(Stored dataset items)
***

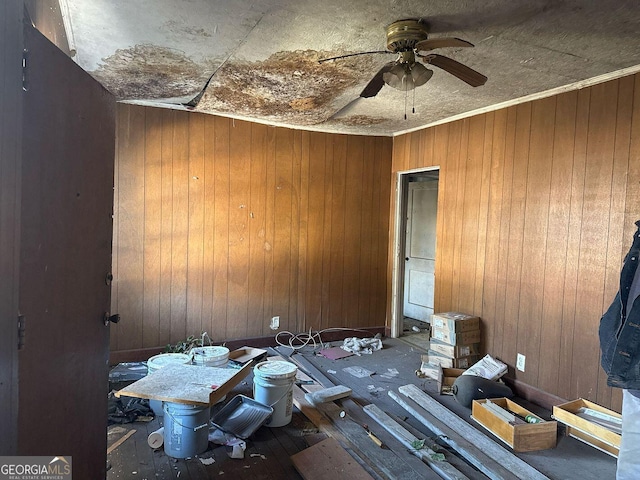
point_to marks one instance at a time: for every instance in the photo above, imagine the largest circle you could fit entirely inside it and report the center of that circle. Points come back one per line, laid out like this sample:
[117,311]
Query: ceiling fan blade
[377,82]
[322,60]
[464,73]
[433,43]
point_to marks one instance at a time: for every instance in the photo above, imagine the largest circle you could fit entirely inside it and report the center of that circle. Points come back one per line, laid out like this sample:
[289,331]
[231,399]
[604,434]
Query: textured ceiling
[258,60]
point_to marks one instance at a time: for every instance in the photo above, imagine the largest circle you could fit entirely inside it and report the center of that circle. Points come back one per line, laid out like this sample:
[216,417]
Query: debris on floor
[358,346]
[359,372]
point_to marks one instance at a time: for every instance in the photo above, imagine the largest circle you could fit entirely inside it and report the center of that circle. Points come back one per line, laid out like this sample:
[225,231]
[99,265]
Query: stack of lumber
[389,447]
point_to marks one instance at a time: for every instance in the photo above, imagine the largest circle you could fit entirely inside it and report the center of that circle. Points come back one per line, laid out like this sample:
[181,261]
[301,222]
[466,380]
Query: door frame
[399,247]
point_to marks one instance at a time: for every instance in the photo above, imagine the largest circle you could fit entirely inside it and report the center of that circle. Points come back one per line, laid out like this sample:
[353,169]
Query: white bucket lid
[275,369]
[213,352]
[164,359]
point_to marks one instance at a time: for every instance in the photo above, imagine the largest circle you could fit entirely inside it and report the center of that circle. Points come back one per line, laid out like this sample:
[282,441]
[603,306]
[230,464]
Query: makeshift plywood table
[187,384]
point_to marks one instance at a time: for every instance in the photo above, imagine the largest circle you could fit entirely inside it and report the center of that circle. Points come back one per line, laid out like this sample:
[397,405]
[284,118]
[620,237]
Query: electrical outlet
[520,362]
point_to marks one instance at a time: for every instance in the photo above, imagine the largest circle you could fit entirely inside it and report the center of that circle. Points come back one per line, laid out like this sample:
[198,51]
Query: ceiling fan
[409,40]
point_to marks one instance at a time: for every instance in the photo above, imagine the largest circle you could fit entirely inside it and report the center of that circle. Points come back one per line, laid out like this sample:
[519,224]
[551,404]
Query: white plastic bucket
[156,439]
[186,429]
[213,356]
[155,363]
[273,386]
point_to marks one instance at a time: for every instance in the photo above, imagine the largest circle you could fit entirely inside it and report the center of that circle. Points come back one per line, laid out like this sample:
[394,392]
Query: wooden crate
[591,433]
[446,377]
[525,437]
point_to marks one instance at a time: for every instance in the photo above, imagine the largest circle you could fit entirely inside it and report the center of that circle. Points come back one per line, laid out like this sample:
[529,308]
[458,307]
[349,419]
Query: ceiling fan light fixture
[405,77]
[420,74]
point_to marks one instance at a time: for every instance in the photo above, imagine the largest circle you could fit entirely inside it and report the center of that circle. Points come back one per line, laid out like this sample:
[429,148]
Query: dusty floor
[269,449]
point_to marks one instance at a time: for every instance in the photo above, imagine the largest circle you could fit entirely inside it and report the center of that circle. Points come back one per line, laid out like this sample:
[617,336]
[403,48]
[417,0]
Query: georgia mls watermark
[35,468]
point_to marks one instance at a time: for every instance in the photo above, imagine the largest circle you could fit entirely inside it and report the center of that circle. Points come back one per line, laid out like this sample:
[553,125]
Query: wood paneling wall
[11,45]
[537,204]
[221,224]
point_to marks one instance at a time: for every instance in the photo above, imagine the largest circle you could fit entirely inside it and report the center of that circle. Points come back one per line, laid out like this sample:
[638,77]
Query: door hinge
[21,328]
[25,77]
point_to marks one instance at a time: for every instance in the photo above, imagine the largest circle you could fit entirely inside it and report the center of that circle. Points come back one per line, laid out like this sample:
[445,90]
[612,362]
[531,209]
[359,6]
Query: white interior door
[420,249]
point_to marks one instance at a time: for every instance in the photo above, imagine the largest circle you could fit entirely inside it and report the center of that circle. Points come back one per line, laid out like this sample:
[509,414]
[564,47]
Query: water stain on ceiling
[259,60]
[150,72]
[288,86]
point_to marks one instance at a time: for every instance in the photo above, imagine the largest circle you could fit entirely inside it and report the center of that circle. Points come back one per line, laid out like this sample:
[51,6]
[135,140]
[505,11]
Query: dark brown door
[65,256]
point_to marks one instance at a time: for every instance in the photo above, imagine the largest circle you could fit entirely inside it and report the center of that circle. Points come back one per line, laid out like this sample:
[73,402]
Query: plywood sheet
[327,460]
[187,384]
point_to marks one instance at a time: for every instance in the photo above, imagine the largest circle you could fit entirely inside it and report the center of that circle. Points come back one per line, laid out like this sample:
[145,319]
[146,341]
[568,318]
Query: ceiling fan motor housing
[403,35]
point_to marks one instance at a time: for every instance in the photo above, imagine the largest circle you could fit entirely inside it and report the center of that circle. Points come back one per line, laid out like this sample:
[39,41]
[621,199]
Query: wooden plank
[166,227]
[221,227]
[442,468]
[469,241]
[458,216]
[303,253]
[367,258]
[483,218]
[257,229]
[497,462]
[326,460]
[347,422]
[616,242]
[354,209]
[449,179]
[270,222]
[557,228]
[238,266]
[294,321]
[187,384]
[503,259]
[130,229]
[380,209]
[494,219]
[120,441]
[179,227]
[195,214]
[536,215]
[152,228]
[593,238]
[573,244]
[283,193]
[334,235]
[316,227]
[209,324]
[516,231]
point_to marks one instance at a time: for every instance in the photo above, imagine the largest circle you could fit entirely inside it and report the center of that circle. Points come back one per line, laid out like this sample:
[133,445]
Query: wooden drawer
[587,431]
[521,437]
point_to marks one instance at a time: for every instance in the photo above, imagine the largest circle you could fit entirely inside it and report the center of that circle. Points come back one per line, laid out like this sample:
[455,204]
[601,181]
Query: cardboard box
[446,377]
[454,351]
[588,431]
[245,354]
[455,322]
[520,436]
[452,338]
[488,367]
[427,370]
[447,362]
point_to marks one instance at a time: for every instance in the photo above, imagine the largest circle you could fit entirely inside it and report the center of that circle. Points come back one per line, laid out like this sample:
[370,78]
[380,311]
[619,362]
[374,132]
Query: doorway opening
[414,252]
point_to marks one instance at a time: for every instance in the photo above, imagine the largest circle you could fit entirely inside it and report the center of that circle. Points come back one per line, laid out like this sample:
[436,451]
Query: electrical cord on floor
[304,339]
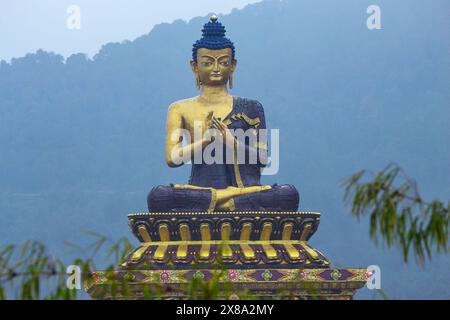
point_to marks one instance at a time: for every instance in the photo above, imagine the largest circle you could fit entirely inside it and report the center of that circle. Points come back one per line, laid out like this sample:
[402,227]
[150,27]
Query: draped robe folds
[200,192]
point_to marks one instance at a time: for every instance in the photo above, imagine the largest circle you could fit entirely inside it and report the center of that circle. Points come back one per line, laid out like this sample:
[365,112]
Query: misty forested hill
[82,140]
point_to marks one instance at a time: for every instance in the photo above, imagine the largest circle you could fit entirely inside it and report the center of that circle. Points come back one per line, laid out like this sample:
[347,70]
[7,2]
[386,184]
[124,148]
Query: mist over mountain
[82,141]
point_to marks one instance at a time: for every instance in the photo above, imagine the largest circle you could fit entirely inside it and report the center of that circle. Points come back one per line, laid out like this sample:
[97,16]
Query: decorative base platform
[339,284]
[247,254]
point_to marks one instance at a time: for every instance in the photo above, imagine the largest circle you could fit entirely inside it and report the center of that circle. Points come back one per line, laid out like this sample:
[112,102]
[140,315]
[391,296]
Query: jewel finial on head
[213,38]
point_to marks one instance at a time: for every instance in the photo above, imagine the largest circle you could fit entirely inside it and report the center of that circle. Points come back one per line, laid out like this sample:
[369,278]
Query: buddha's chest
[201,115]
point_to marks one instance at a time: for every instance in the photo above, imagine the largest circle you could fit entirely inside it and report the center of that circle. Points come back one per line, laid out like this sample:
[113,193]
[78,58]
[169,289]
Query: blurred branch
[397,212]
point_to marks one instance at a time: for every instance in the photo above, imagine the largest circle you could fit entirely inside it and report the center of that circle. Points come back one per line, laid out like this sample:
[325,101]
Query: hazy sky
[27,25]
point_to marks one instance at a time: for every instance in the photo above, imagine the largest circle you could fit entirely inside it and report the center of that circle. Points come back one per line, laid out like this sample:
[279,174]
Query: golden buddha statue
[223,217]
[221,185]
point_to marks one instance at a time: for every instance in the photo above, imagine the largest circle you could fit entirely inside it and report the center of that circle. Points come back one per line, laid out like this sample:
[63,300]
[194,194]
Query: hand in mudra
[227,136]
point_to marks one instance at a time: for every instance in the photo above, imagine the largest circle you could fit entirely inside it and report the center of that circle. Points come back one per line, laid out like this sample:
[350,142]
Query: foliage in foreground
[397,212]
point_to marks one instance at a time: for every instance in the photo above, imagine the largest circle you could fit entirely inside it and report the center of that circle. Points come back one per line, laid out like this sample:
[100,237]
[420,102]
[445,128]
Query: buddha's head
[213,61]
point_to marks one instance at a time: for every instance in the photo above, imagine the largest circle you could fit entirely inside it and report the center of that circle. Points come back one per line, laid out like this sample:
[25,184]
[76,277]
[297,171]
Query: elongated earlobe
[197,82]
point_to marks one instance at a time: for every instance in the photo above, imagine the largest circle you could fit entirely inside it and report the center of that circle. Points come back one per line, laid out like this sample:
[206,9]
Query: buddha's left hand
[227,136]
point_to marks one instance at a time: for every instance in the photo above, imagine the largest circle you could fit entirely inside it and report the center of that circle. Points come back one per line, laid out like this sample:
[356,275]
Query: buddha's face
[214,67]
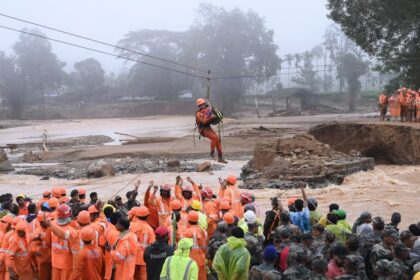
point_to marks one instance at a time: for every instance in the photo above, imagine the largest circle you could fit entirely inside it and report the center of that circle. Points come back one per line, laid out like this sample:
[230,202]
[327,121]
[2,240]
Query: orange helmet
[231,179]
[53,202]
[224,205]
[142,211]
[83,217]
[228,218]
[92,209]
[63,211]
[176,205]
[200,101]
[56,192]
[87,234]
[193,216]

***

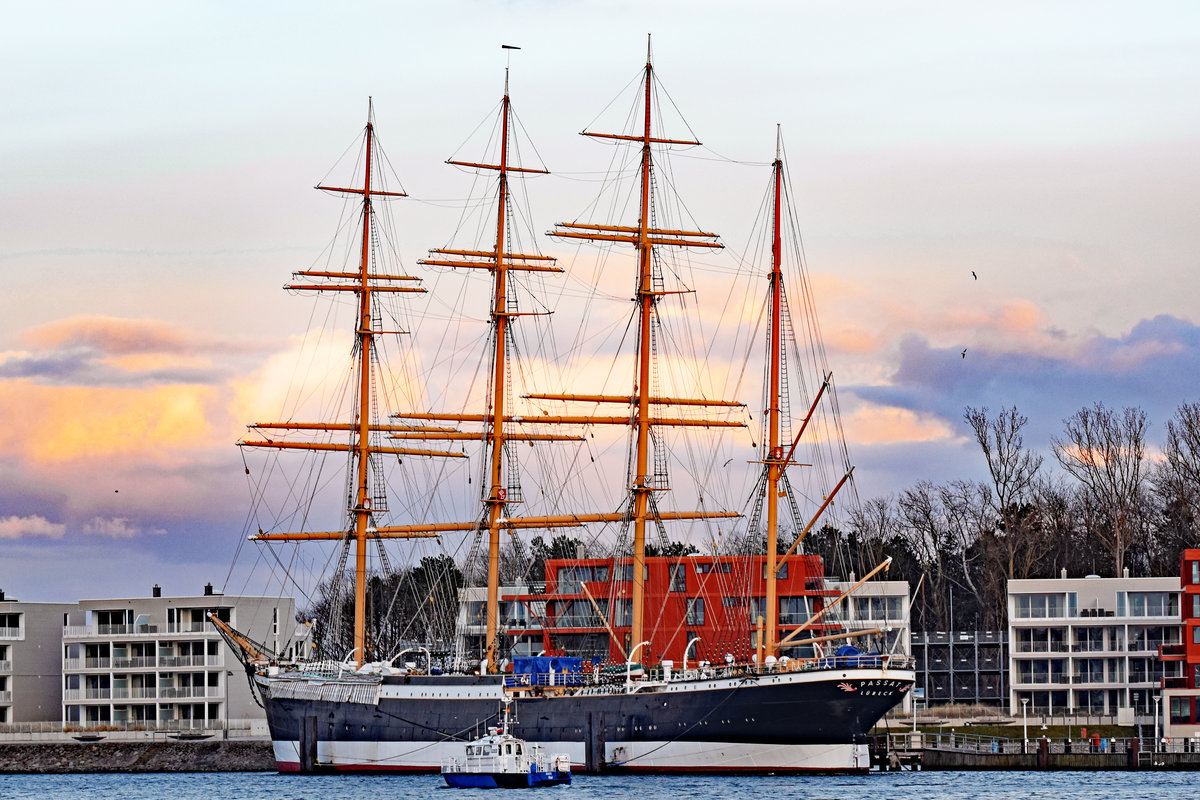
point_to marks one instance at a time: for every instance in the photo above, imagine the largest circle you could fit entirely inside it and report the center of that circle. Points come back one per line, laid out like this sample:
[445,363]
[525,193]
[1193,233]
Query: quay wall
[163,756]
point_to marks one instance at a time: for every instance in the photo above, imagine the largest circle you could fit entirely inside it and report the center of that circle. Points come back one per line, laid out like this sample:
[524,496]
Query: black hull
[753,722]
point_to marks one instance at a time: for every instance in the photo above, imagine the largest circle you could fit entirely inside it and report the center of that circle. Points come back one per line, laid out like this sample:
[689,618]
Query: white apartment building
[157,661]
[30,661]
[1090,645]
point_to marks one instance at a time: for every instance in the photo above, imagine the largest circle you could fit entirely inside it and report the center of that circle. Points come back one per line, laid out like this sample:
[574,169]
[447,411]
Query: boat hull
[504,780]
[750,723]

***

» Stated goal
Please list each line of the data above that contains the word "hand".

» Result of the task
Query: hand in mudra
Query: buddha's left hand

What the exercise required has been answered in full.